##### Texto fornecido
Acórdão nº 1485/14.3TBLRA.C1 de Court of Appeal of Coimbra (Portugal), 09 de Janeiro de 2018

Magistrado ResponsávelLU
Data da Resolução09 de Janeiro de 2018
EmissorCourt of Appeal of Coimbra (Portugal)

Acordam na 2ª Secção Cível do Tribunal da Relação de Coimbra[1] * 1 – RELATÓRIO A (…) e M (…) casados entre si, residentes na Rua (...) , vieram propor ação declarativa com processo comum contra J (…), divorciado, residente na Rua (...) .

Alegaram os AA., em síntese útil, que: - adquiriram ao Réu, em 09.03.2005, a fração autónoma designada pela letra “H”, destinada a habitação, correspondente ao 3º andar esquerdo, com uma arrecadação no sótão e dois estacionamentos na cave, com a mesma letra da fração, do prédio urbano sito na (...) , ou (...) , Quinta da (...) , lote nº (...) , freguesia de (...) , inscrito na matriz sob o artigo yyy (...) , descrito na 2ª Conservatória do Registo Predial de (...) sob o nº xxx (...) da referida freguesia: - nessa data, o Réu encontrava-se em grandes dificuldades económicas, tendo os AA consentido que ele lá habitasse sem qualquer contrapartida; - entretanto, e porque a sua situação económica alterou, os AA através de notificação judicial avulsa, notificaram o Réu com data de 06.02.2014, instando-o a entregar-lhes a referida fração até ao final do mês de fevereiro de 2014, não tendo o Réu entregue a dita fração, a qual tem um valor de arrendamento de € 300,00.

Pediram os AA. que se condene o Réu: a) a entregar-lhes a referida fração, “livre e desembargada”; b) a pagar-lhes a sanção pecuniária compulsória de € 10,00 ao dia por cada dia posterior a 28.02.2014.

* Citado, o Réu contestou, alegando que, por receio de perder a sua casa de família por causa de dívidas, acordou com os AA., sua irmã e cunhado, em proceder, de forma fictícia, à sua venda, sendo o Réu quem pagou, até finais de 2012, os empréstimos contraídos aquando da celebração da escritura, o que fez porque, sempre concertado com os AA., controlava a conta que aqueles criaram junto da C.... e detinha os cartões de débito e cadernetas. Ainda hoje é o Réu quem vem pagando as despesas de seguros do imóvel, IMI e condomínio. Assim, suportou ele Réu pagamentos que ascendem a € 58.224,55.
##########
-- O que fazer --
1/ Segundo a contestação descrita no acórdão, por que razão era o Réu quem pagava os empréstimos contraídos aquando da escritura?
2/ Extraia dos registos, sem qualquer alteração, as linhas que vão do seu início até à linha que contém "M 154 176 L 151 24 L 42 86 Z", ambas incluídas.
##### Informação apresentada
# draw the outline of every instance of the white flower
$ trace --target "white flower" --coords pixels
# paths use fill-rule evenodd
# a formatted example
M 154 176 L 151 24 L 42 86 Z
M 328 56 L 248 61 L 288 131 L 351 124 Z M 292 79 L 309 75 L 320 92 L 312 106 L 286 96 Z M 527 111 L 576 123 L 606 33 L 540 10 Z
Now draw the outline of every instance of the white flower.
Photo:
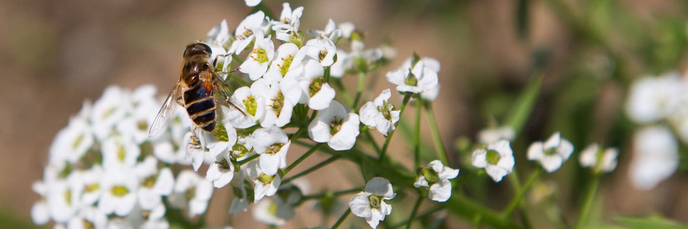
M 571 142 L 554 133 L 544 143 L 536 141 L 528 148 L 528 160 L 539 160 L 548 173 L 559 169 L 573 153 Z
M 148 156 L 134 168 L 134 172 L 141 181 L 137 195 L 141 209 L 151 210 L 162 205 L 162 196 L 172 193 L 174 176 L 170 168 L 158 170 L 158 160 Z
M 260 158 L 261 170 L 268 176 L 277 173 L 277 169 L 287 167 L 287 152 L 292 142 L 282 129 L 272 125 L 256 130 L 249 141 Z
M 234 50 L 235 53 L 239 55 L 244 49 L 253 41 L 254 38 L 263 38 L 266 30 L 263 28 L 264 23 L 266 23 L 265 20 L 265 13 L 258 11 L 252 14 L 246 16 L 237 26 L 237 29 L 234 31 L 234 38 L 236 39 L 232 43 L 232 46 L 229 50 Z M 256 34 L 261 36 L 256 36 Z
M 255 186 L 253 189 L 253 203 L 258 203 L 265 196 L 272 196 L 277 192 L 279 184 L 282 182 L 279 174 L 270 176 L 261 169 L 258 162 L 252 160 L 246 167 L 248 178 L 253 182 Z
M 455 178 L 459 175 L 459 169 L 446 167 L 439 160 L 435 160 L 422 169 L 413 186 L 416 188 L 425 186 L 430 188 L 428 197 L 430 200 L 444 202 L 451 197 L 451 182 L 449 179 Z
M 103 141 L 111 135 L 114 132 L 112 128 L 127 115 L 128 97 L 124 89 L 110 86 L 93 104 L 90 119 L 94 132 L 98 139 Z
M 488 145 L 484 149 L 473 151 L 472 164 L 478 168 L 485 168 L 495 182 L 502 181 L 502 178 L 511 173 L 514 167 L 514 156 L 509 142 L 502 140 Z
M 294 61 L 294 57 L 299 51 L 299 47 L 294 43 L 284 43 L 275 51 L 275 60 L 270 64 L 270 68 L 263 75 L 269 84 L 282 81 Z
M 303 14 L 303 7 L 299 6 L 292 11 L 289 3 L 282 3 L 282 13 L 279 16 L 279 21 L 273 22 L 272 30 L 275 30 L 275 38 L 284 42 L 291 42 L 294 38 L 298 39 L 299 26 L 301 14 Z
M 189 202 L 190 217 L 203 214 L 208 208 L 208 202 L 213 197 L 213 184 L 206 181 L 191 170 L 179 173 L 175 183 L 174 193 L 178 195 L 174 198 L 182 198 Z M 180 197 L 180 195 L 182 195 Z M 173 196 L 170 197 L 173 198 Z
M 354 39 L 351 41 L 351 52 L 337 50 L 337 62 L 332 64 L 332 75 L 341 78 L 346 71 L 368 71 L 371 67 L 383 58 L 383 50 L 380 48 L 363 50 L 363 42 Z
M 85 104 L 85 109 L 88 109 Z M 67 127 L 60 130 L 50 149 L 50 162 L 60 165 L 67 162 L 76 164 L 94 144 L 93 133 L 85 117 L 76 116 L 69 119 Z
M 387 103 L 390 97 L 390 90 L 385 89 L 374 101 L 365 103 L 358 112 L 361 113 L 361 123 L 376 128 L 385 136 L 396 128 L 395 124 L 399 121 L 400 112 L 399 110 L 394 110 L 394 106 Z
M 510 126 L 483 129 L 477 133 L 477 141 L 482 144 L 492 144 L 499 140 L 514 140 L 516 133 Z
M 262 32 L 258 32 L 255 36 L 256 41 L 253 45 L 253 51 L 239 67 L 239 71 L 248 73 L 251 80 L 256 80 L 262 77 L 270 67 L 270 61 L 275 57 L 275 44 L 270 40 L 272 35 L 264 38 Z
M 265 97 L 263 106 L 266 112 L 259 120 L 261 126 L 283 127 L 287 125 L 292 119 L 294 106 L 301 97 L 299 82 L 292 77 L 287 77 L 279 83 L 264 85 L 264 87 L 257 87 L 258 93 Z
M 608 173 L 616 168 L 618 155 L 619 149 L 616 148 L 607 148 L 602 151 L 599 144 L 592 143 L 581 152 L 579 160 L 583 167 L 592 167 L 595 172 Z
M 301 62 L 294 58 L 292 67 L 284 77 L 298 81 L 301 89 L 299 103 L 308 104 L 311 109 L 319 110 L 330 106 L 335 95 L 334 89 L 324 82 L 324 74 L 325 70 L 316 60 L 308 59 Z
M 406 62 L 398 70 L 388 72 L 387 78 L 396 85 L 396 91 L 421 93 L 433 89 L 438 85 L 437 73 L 439 62 L 432 58 L 422 58 L 411 66 Z
M 262 1 L 263 0 L 244 0 L 244 1 L 246 2 L 246 6 L 248 7 L 254 7 L 258 5 L 258 4 L 260 4 L 260 2 Z
M 636 131 L 628 171 L 631 184 L 652 189 L 676 171 L 678 160 L 678 143 L 668 128 L 655 125 Z
M 246 86 L 239 88 L 229 100 L 241 110 L 229 109 L 220 106 L 232 125 L 238 129 L 244 129 L 255 125 L 256 121 L 265 115 L 265 97 L 261 92 L 267 82 L 265 80 L 256 80 L 249 88 Z
M 103 193 L 98 209 L 105 215 L 129 215 L 136 205 L 136 193 L 140 180 L 131 169 L 105 169 L 100 180 Z
M 141 148 L 126 137 L 107 138 L 101 147 L 103 168 L 105 170 L 133 167 L 141 154 Z
M 336 24 L 332 19 L 327 21 L 327 24 L 325 25 L 324 30 L 308 30 L 308 35 L 316 37 L 318 39 L 327 39 L 335 40 L 342 36 L 342 29 L 337 29 Z
M 385 216 L 391 214 L 391 205 L 385 203 L 385 200 L 391 200 L 396 195 L 392 190 L 391 184 L 383 178 L 373 178 L 365 184 L 365 190 L 356 194 L 349 202 L 351 213 L 356 216 L 365 218 L 371 228 L 377 228 Z
M 316 142 L 327 143 L 332 149 L 346 150 L 356 143 L 359 123 L 358 114 L 347 113 L 343 106 L 332 101 L 308 125 L 308 136 Z
M 638 80 L 629 90 L 626 113 L 640 123 L 662 119 L 679 107 L 678 97 L 685 86 L 676 73 Z
M 222 152 L 215 162 L 211 164 L 206 173 L 206 180 L 213 182 L 215 188 L 224 187 L 234 178 L 234 165 L 228 151 Z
##########
-- Tarefas resolvidas --
1/ Porque, sempre concertado com os AA., controlava a conta que estes tinham criado junto da C.... e detinha os cartões de débito e as cadernetas. Fê-lo até finais de 2012.

2/
# draw the outline of every instance of the white flower
$ trace --target "white flower" --coords pixels
# paths use fill-rule evenodd
# a formatted example
M 154 176 L 151 24 L 42 86 Z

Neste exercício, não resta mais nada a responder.